**PASSAGE TO READ:**
-- start --
In this case, we can separate the root 3-ways simply because there are obvious areas of seismicity, separated by he earthquake swarm relocation or a seismic-free area. There are also possibilities of smaller sill formations, as the magma in the root rises and spreads also horizontally as it moves upward in the system. The whole system is not just one big open “tube”, but it is made out of many individual dikes and cracks and fractures. You could imagine it almost as a lightning bolt, which also has its “tentacles” spread out, like on the image bottom right.
Interesting to see, is how the main intrusions are confined to this root under the eastern caldera rim. other areas are almost aseismic, which is not so easy to explain. It could be that the material in that area is too ductile to accumulate strain, or the topography configuration of the bottom of the crust is such that fresh mantle magma is diverted straight into this main feeder root, which if its old enough, would be an open system at the bottom. It could also be that the crust in the surrounding area is too solid for the fresh magma, which tends to move through the weakest spots in the crust, which in this case would be the already established “dike swarm” (a non official term).
The general area of the root/conduit is around 3km across by a rough estimate. If we take it as having a cylinder shape, knowing its around 12km tall, we can calculate its volume at or around 85km3. This of course does not mean by far that there is so much magma in the root, but that is the approximate volume that the root occupies in its most centre area. Even if we assume that only 2-5% of the space occupied is actually fresh magma being transported, we still get a nice figure of around 2-4km3 of molten material present in the root at any time, being slowly transported into the higher systems over time, in the past and in the present. The actual amount/volume of fresh magma influx into the bottom system is not really known for Katla, and is also very hard to accurately predict from seismic data. Unless the transported magma starts accumulating at shallower depth, even GPS monitoring is of little help. The actual volume of transported material as well as the melt percentage can vary with depth/time, as can the age/freshness of the melt. The numbers above are just a very basic guesstimate, because it is hard if not impossible to actually accurately determine the real boundaries of the root or the individual parts of it.
-- end --
**WRITTEN TASK 1:** Reproduce the whole passage about the magma root under Katla, word for word.

**RECORDS TO PROCESS:**
-- start --
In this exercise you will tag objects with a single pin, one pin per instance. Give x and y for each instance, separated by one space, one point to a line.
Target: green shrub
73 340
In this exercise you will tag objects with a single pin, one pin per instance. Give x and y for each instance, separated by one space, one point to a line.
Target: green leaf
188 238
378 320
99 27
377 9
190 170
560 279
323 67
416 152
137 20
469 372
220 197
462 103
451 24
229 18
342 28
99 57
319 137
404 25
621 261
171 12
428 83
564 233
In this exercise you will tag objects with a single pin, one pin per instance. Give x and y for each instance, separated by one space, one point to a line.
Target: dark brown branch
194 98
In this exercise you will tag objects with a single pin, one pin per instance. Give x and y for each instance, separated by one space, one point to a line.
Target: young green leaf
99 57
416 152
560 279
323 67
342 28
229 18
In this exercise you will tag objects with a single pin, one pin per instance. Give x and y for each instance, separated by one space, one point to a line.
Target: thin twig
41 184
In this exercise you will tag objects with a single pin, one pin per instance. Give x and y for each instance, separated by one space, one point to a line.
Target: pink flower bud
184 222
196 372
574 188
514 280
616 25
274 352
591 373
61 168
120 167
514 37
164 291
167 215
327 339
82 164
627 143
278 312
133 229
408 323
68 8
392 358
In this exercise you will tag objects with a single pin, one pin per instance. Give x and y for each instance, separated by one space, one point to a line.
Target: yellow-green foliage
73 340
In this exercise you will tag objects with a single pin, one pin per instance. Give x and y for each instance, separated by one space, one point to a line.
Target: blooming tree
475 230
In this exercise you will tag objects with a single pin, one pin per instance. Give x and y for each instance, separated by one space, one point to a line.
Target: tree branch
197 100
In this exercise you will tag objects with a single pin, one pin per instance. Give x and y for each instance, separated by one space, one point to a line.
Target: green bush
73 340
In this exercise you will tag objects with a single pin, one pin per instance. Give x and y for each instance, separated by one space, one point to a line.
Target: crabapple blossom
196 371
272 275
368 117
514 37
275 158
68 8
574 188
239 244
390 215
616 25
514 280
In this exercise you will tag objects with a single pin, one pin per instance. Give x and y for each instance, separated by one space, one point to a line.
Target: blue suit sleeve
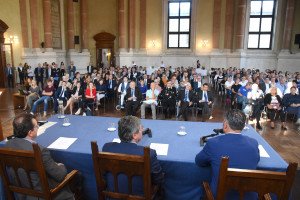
203 158
156 170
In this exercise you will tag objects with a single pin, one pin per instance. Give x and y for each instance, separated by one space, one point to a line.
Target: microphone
147 131
218 131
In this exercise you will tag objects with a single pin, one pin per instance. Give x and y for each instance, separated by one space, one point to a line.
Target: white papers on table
44 127
117 140
161 149
150 101
263 152
203 72
62 143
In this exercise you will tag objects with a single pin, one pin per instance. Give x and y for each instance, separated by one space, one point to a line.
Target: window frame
179 17
259 33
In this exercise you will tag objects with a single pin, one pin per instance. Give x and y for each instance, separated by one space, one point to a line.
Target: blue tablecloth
183 177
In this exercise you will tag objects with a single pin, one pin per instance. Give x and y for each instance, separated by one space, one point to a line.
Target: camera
148 132
204 138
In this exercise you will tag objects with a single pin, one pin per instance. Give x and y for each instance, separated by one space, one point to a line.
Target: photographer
242 151
274 104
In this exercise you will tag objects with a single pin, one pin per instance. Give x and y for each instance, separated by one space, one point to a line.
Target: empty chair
261 182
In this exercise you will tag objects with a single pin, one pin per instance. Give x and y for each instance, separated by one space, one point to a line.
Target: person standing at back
242 151
25 131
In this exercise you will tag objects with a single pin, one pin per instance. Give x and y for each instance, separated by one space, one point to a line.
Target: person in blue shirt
151 99
143 88
242 94
282 85
101 91
292 102
242 151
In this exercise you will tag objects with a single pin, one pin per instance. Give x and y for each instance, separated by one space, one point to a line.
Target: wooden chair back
261 182
115 163
28 161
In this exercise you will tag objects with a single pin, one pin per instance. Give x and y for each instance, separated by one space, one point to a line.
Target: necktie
186 94
205 97
62 92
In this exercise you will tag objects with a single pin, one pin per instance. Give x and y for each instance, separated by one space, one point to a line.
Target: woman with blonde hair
90 97
34 91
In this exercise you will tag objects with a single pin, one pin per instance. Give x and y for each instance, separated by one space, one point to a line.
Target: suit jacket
209 96
7 72
21 72
59 90
263 87
55 173
137 94
137 183
168 93
242 151
195 86
87 69
80 93
47 73
114 84
36 73
181 95
72 71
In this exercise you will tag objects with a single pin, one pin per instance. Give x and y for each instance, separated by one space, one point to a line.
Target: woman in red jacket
90 97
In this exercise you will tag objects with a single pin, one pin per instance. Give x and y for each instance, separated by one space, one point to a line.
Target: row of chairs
241 180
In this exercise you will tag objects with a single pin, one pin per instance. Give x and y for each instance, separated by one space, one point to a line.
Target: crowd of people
175 90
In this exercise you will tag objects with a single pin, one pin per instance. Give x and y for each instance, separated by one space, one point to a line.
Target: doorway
105 49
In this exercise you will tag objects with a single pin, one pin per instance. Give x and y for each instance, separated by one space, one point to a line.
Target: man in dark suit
90 68
204 100
9 73
39 74
62 94
265 86
130 133
168 96
21 73
49 71
25 131
197 84
133 99
111 86
147 81
185 100
242 151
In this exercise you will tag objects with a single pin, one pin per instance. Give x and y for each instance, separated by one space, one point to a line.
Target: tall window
179 24
261 24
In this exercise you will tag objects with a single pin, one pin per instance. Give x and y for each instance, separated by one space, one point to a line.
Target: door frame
105 40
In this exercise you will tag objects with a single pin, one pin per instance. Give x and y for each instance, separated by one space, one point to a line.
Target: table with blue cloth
183 177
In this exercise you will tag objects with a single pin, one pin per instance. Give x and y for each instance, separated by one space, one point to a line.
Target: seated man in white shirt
122 89
151 99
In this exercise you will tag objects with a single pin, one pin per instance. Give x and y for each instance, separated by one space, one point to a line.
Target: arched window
179 24
261 24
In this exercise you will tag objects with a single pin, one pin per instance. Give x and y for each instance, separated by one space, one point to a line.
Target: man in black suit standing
146 81
168 99
25 131
9 73
49 71
204 100
133 99
185 100
265 86
21 73
111 86
39 74
90 68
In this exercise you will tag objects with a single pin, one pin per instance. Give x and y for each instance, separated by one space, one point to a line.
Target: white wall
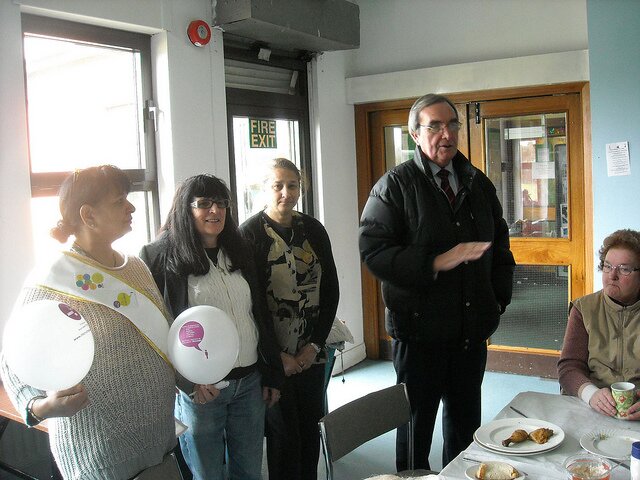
332 122
412 34
396 36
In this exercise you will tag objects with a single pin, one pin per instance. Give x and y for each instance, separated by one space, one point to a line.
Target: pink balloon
203 344
191 334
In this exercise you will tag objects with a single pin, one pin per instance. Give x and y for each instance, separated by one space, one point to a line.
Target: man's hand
463 252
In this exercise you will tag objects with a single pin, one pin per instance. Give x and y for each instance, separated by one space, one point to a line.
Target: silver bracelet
30 409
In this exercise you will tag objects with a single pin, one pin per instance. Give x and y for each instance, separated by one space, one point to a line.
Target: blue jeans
237 414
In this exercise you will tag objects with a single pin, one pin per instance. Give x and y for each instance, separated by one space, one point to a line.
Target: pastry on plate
496 471
541 435
516 437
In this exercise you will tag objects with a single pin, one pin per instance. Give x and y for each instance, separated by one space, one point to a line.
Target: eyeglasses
624 270
437 127
208 203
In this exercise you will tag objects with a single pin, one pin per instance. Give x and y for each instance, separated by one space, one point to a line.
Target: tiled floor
28 448
378 456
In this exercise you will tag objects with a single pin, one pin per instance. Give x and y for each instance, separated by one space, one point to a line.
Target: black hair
185 252
86 187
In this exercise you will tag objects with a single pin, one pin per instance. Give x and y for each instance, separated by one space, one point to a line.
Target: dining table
577 421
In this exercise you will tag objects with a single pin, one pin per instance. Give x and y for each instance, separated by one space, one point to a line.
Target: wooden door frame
366 175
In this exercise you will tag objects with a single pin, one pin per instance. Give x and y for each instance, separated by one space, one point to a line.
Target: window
87 89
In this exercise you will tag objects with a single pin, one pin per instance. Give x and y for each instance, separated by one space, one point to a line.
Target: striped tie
445 186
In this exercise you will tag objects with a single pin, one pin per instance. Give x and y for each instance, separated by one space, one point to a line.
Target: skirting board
351 356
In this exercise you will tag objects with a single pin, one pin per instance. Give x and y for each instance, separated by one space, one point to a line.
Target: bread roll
496 471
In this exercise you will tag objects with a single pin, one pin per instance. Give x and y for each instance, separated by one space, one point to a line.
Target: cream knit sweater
129 423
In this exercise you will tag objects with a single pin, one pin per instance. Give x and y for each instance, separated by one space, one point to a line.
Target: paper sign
618 159
543 170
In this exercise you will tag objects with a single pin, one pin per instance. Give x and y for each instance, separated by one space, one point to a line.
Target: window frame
47 184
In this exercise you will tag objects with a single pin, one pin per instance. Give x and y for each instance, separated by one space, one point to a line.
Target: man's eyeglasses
624 270
208 203
437 127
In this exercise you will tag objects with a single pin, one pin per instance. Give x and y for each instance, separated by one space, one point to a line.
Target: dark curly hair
185 252
86 187
626 238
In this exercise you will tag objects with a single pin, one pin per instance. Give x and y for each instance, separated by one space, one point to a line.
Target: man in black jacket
432 231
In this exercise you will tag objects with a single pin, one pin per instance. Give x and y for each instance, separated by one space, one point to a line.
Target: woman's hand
204 393
305 357
61 403
270 396
602 402
634 412
291 364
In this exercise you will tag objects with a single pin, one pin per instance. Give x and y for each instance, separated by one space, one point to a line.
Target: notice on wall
262 133
618 159
543 170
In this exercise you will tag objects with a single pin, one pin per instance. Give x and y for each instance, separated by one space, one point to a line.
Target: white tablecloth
570 413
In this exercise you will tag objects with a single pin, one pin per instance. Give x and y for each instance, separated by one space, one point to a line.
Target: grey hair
422 103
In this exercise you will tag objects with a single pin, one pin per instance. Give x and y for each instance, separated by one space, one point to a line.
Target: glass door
531 150
263 126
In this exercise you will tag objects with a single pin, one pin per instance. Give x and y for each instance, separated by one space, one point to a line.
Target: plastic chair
351 425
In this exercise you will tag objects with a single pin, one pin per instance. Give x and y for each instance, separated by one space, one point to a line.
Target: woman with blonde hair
118 422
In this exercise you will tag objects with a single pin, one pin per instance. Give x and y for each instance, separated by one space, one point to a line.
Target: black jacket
174 290
253 231
406 222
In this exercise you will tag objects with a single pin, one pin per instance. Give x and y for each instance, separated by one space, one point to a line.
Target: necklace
78 249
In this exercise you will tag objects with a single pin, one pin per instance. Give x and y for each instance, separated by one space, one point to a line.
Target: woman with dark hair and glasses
201 259
119 420
603 332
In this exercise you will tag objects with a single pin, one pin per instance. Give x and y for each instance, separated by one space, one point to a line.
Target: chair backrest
363 419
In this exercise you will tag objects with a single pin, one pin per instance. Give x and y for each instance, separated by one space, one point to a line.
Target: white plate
471 472
512 453
491 435
613 444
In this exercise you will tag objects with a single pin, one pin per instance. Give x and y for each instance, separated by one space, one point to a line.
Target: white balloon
203 344
48 345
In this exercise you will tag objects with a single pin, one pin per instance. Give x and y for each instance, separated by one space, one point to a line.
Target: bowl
585 466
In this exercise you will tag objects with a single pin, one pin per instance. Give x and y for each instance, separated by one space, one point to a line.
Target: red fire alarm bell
199 33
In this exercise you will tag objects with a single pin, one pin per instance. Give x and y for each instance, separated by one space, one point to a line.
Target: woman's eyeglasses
-- end --
**WRITTEN TASK 2:** Return every line from the records that contains the word "wooden". Case counts.

**TASK ANSWER 1:**
In this case, we can separate the root 3-ways simply because there are obvious areas of seismicity, separated by he earthquake swarm relocation or a seismic-free area. There are also possibilities of smaller sill formations, as the magma in the root rises and spreads also horizontally as it moves upward in the system. The whole system is not just one big open “tube”, but it is made out of many individual dikes and cracks and fractures. You could imagine it almost as a lightning bolt, which also has its “tentacles” spread out, like on the image bottom right.
Interesting to see, is how the main intrusions are confined to this root under the eastern caldera rim. other areas are almost aseismic, which is not so easy to explain. It could be that the material in that area is too ductile to accumulate strain, or the topography configuration of the bottom of the crust is such that fresh mantle magma is diverted straight into this main feeder root, which if its old enough, would be an open system at the bottom. It could also be that the crust in the surrounding area is too solid for the fresh magma, which tends to move through the weakest spots in the crust, which in this case would be the already established “dike swarm” (a non official term).
The general area of the root/conduit is around 3km across by a rough estimate. If we take it as having a cylinder shape, knowing its around 12km tall, we can calculate its volume at or around 85km3. This of course does not mean by far that there is so much magma in the root, but that is the approximate volume that the root occupies in its most centre area. Even if we assume that only 2-5% of the space occupied is actually fresh magma being transported, we still get a nice figure of around 2-4km3 of molten material present in the root at any time, being slowly transported into the higher systems over time, in the past and in the present. The actual amount/volume of fresh magma influx into the bottom system is not really known for Katla, and is also very hard to accurately predict from seismic data. Unless the transported magma starts accumulating at shallower depth, even GPS monitoring is of little help. The actual volume of transported material as well as the melt percentage can vary with depth/time, as can the age/freshness of the melt. The numbers above are just a very basic guesstimate, because it is hard if not impossible to actually accurately determine the real boundaries of the root or the individual parts of it.

**TASK ANSWER 2:**
Target: wooden chair back
Target: wooden door frame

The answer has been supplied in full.